EXERCISE INPUTS:

════════════════

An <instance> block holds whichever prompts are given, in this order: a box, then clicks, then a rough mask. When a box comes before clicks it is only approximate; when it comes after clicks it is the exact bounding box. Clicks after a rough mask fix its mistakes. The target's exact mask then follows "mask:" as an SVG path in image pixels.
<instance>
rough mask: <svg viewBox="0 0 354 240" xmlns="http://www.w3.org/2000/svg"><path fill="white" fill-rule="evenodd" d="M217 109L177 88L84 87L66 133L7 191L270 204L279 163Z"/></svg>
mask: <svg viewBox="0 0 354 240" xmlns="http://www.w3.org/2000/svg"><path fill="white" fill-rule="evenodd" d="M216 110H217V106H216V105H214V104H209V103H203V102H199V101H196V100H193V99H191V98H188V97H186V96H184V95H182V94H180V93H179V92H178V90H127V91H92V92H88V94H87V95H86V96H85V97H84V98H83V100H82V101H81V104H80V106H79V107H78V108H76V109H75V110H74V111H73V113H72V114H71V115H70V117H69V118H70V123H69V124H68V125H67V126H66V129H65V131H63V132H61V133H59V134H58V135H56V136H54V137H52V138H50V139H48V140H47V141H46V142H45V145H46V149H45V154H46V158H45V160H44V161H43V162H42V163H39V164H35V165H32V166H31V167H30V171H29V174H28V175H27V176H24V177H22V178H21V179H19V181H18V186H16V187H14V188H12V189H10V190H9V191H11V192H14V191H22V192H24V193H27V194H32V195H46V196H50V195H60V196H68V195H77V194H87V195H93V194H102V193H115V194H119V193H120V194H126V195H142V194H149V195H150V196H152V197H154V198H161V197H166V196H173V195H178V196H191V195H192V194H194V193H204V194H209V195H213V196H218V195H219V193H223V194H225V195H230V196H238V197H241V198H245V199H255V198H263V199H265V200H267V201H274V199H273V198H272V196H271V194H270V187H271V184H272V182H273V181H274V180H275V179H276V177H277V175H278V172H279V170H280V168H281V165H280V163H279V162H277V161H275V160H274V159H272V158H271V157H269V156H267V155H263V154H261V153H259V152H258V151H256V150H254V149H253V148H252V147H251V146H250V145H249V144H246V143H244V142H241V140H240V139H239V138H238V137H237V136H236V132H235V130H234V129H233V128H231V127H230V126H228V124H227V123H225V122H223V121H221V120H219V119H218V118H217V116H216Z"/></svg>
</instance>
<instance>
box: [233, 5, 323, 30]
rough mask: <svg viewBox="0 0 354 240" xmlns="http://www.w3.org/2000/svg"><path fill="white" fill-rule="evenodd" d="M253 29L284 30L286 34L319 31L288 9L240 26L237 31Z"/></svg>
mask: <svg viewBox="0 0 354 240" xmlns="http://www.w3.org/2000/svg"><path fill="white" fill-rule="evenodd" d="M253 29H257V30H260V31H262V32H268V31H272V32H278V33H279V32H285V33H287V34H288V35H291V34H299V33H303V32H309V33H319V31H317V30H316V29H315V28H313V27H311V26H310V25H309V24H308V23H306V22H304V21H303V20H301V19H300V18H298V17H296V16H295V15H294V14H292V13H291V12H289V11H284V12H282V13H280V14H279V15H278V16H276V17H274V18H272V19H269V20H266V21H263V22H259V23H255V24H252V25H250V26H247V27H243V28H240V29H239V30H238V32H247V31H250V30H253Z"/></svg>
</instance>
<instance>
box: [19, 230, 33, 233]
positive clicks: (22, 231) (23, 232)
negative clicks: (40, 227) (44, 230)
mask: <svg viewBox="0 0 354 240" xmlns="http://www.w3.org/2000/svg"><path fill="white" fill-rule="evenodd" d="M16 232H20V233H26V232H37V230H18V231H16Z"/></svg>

════════════════

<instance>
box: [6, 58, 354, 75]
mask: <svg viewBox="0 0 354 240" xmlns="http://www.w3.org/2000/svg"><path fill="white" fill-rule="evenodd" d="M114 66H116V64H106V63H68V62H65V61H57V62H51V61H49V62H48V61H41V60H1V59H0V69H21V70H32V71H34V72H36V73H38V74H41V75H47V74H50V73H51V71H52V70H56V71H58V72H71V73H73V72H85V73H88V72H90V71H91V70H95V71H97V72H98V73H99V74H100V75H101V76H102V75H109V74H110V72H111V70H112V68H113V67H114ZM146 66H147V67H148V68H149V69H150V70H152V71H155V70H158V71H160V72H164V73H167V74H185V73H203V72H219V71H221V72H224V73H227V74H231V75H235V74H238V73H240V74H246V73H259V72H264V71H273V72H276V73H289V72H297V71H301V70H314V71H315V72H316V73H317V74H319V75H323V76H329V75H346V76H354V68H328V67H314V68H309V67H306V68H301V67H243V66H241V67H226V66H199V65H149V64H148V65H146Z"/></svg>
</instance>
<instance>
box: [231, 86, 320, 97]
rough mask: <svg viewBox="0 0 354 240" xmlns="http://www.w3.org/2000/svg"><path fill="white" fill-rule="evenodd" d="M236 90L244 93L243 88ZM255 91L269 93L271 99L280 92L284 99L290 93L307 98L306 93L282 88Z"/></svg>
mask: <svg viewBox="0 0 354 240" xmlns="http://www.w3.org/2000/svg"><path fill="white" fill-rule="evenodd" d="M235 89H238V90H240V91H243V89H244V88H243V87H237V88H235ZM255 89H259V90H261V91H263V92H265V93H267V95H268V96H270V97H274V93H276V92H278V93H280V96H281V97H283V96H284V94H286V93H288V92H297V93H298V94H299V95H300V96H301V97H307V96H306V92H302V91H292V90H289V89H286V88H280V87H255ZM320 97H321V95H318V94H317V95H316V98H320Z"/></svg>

════════════════

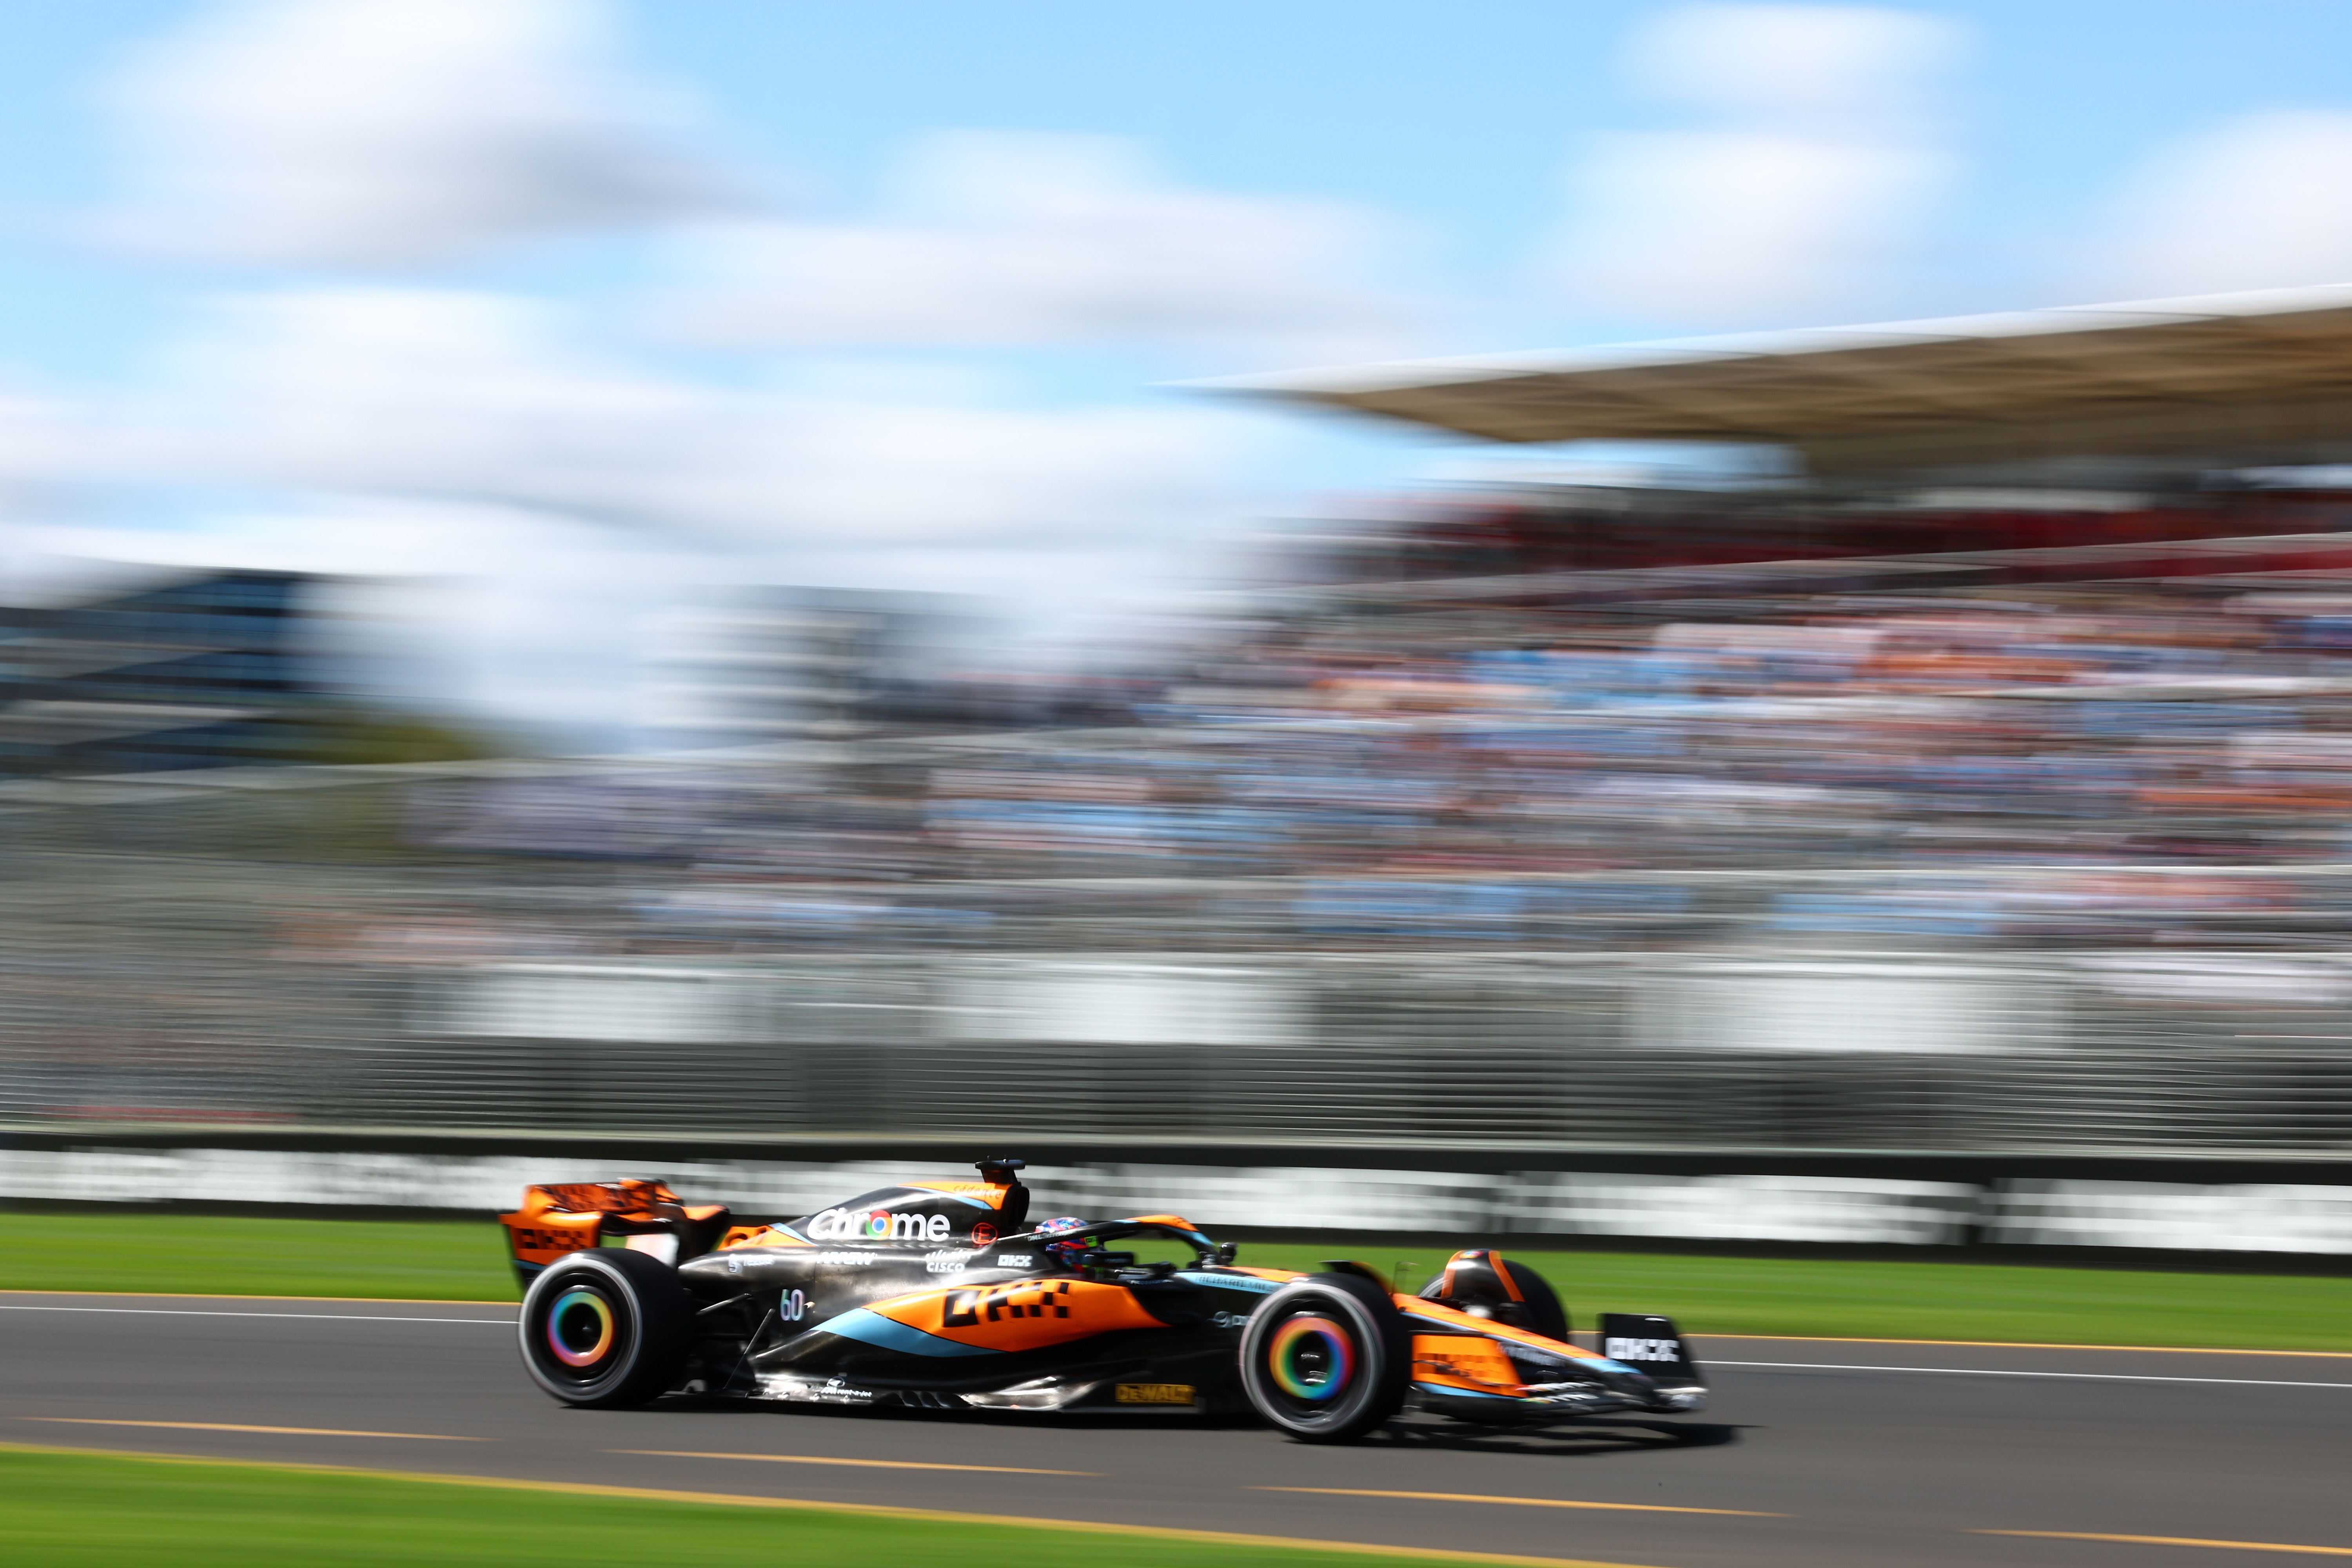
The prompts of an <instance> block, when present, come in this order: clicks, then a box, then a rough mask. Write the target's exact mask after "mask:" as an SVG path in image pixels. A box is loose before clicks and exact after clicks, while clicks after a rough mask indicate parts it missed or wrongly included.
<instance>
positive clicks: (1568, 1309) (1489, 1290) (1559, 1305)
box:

════════════════

WHAT THE TASK ASKS:
How many lines of the material above contain the string "positive"? Treat case as significant and give only the number.

SOLUTION TO THE EXERCISE:
2